▶ [Work required] Pull out every row below that contains the word "gold" and copy each one in full. Only matches in the same case count.

▶ [Supplied material]
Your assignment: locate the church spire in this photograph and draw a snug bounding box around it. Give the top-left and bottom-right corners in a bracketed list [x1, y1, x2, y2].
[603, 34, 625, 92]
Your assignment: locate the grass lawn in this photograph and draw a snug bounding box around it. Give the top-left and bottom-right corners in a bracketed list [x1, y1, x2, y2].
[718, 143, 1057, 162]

---

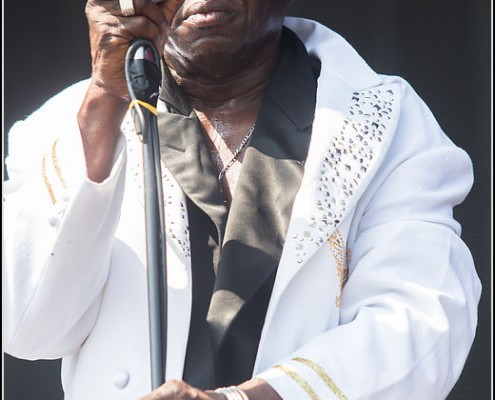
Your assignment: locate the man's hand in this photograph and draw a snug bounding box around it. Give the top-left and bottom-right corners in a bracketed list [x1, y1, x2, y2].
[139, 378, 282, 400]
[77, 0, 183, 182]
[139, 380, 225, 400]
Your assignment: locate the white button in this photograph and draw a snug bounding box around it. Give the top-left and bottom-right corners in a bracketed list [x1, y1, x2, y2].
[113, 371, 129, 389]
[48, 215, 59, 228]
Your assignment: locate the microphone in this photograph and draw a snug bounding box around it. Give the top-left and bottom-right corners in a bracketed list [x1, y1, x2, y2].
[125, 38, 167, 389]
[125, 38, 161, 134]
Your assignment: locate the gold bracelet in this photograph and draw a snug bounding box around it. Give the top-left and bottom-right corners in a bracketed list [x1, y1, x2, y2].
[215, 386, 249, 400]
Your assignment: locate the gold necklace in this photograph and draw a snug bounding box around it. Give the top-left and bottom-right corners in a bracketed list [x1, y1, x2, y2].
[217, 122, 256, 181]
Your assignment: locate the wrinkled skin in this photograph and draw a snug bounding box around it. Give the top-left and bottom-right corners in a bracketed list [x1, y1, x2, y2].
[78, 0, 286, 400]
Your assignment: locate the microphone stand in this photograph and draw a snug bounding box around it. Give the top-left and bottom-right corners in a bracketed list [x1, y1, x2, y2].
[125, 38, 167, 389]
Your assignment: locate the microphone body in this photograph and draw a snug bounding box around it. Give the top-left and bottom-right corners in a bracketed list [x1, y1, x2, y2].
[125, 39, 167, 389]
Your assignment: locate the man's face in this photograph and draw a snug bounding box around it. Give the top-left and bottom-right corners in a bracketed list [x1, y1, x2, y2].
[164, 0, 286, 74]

▶ [Answer to the task]
Your assignment: locate the gold bracelet in this photograph and draw a snug bounding box around it. Give the top-left and bottom-right corners in a bracketed list [x1, y1, x2, y2].
Your assignment: locate the gold necklace in this photograph and draw a snug bounding box around it. Give the top-left and bottom-right corners in a bracketed list [x1, y1, x2, y2].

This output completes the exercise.